■ Tasks ■
a - In the Tony awards article, rewrite the part that opens with the words "An awards cleanup" and closes with "day was out.", changing "spinners" to "promoters".
b - Write what comes next in the article on how the Tony awards affected Broadway sales, continuing from the point where it stops.
------ Given text
NEW YORK — As the “Mary Poppins” tune goes, “a sweep is as lucky as lucky can be.” But in Tony terms, a more democratic distribution of kudos can be even luckier for Broadway.
An awards cleanup on the order of “The Producers” or “Hairspray” can help consolidate a hit into a bona fide behemoth. But the generous spread of prizes across all four musicals, which occurred at the June 5 ceremony, can extend the box office boost beyond just one or two shows.
As Tony recipients were still recovering from the partying the morning after the awards, the spinners were spinning more than usual: They estimated the winner of best musical, “Monty Python’s Spamalot,” would jump to an advance of $29 million, up by $2 million over the previous weekend. “The 25th Annual Putnam County Spelling Bee” would sell $200,000 in tix on June 6.
And, not to be outdone, reps from “The Light in the Piazza” and “Dirty Rotten Scoundrels” announced that each of their shows would wrap $300,000 before the day was out.
Such post-Tony jubilation has proved unreliable in the past, with publicists tending to inflate the awards’ impact before more exhaustive figures are available. But, in this case, they were right. Given that all four shows were spring openers and all had been doing steady to strong business in the Tony run-up, the liberal distribution of prizes stands to goose summer sales to a far wider extent than years past.
In the immediate wake of the ceremony, one thing was abundantly clear: None of the four nominated new musicals was going to post a closing June 7. And for Broadway, that is definitely news.
------------
------ Records
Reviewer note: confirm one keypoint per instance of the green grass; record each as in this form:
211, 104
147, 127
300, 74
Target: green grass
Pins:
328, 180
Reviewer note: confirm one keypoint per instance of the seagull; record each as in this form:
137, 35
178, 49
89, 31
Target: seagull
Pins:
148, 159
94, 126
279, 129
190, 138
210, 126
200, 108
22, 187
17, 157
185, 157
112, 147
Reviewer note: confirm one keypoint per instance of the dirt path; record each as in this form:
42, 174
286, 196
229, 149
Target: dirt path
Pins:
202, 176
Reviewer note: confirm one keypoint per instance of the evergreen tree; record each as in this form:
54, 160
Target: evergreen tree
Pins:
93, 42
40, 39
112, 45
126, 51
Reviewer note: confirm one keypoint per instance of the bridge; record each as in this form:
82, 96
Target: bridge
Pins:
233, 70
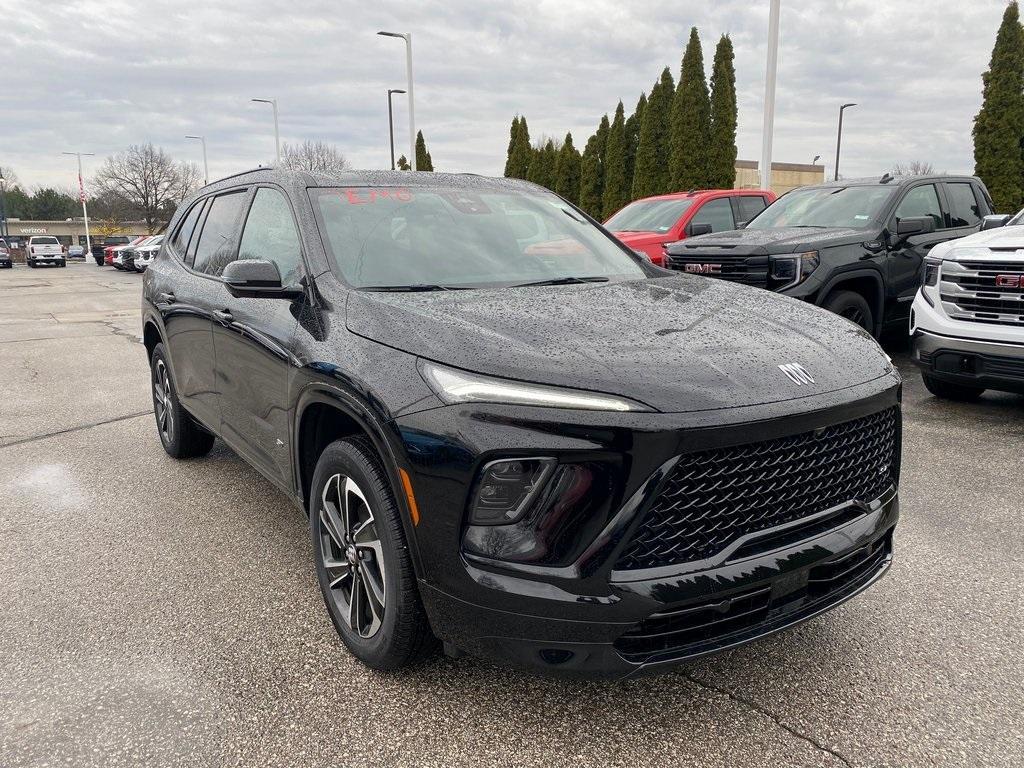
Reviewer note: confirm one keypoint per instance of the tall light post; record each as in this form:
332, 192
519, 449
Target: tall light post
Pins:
------------
------ Records
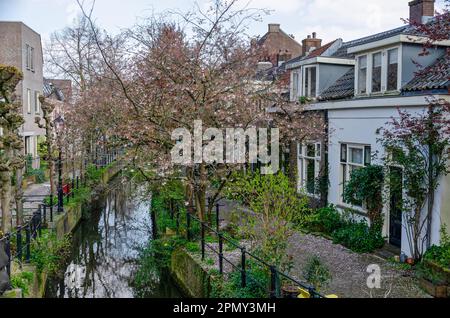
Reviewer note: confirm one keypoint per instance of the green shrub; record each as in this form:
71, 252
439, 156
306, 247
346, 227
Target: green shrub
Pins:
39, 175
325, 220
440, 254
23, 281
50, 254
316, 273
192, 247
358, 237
------------
■ Answers below ■
a -
An awards cleanup on the order of “The Producers” or “Hairspray” can help consolidate a hit into a bona fide behemoth. But the generous spread of prizes across all four musicals, which occurred at the June 5 ceremony, can extend the box office boost beyond just one or two shows.
As Tony recipients were still recovering from the partying the morning after the awards, the promoters were spinning more than usual: They estimated the winner of best musical, “Monty Python’s Spamalot,” would jump to an advance of $29 million, up by $2 million over the previous weekend. “The 25th Annual Putnam County Spelling Bee” would sell $200,000 in tix on June 6.
And, not to be outdone, reps from “The Light in the Piazza” and “Dirty Rotten Scoundrels” announced that each of their shows would wrap $300,000 before the day was out.

b -
John Lithgow won the Tony in 2002, only to see “Sweet Smell of Success” post its closing notice two days later. In recent years, “The Wild Party,” “A Class Act,” “Jane Eyre” and “A Year With Frog and Toad” all folded their respective tents a week after the awards.
This June is different.
“The awards were spread out,” says Drew Hodges of marketing agency SpotCo, which handles a number of Broadway shows. “Everyone seemed to benefit.”
However, as Hodges is quick to point out, “We have a lot of shows doing well. They were not in a vulnerable position going into the awards.” And that includes the Tony-winning plays “Doubt,” “The Pillowman” and “Glengarry Glen Ross.”
Even after the Tony noms were announced May 10, only two shows posted closings: “Little Women” and “Brooklyn.” Often there are half a dozen, as well as one show that comes down with the Tony curse.
“In the past, there has been one show that hung on because it receives a number of Tony nominations,” says marketing guru Nancy Coyne. “There is a false sense of hope that a speech or a performance or a win on the telecast will make a difference.” Of course, it rarely does.
In the end, the current box office resilience says much more about the strength of the spring season than the publicity power of the Tony telecast, which drew only a modest 6.6 million viewers for CBS, only marginally up from last year’s record low of 6.5 million.
“Brooklyn” closes June 26, and “The Glass Menagerie” and “Steel Magnolias” look vulnerable. “On Golden Pond” definitely could have used a win for star James Earl Jones. However, “Who’s Afraid of Virginia Woolf?” may see a spike in its sales, thanks to Bill Irwin’s unexpected Tony win for actor in a play.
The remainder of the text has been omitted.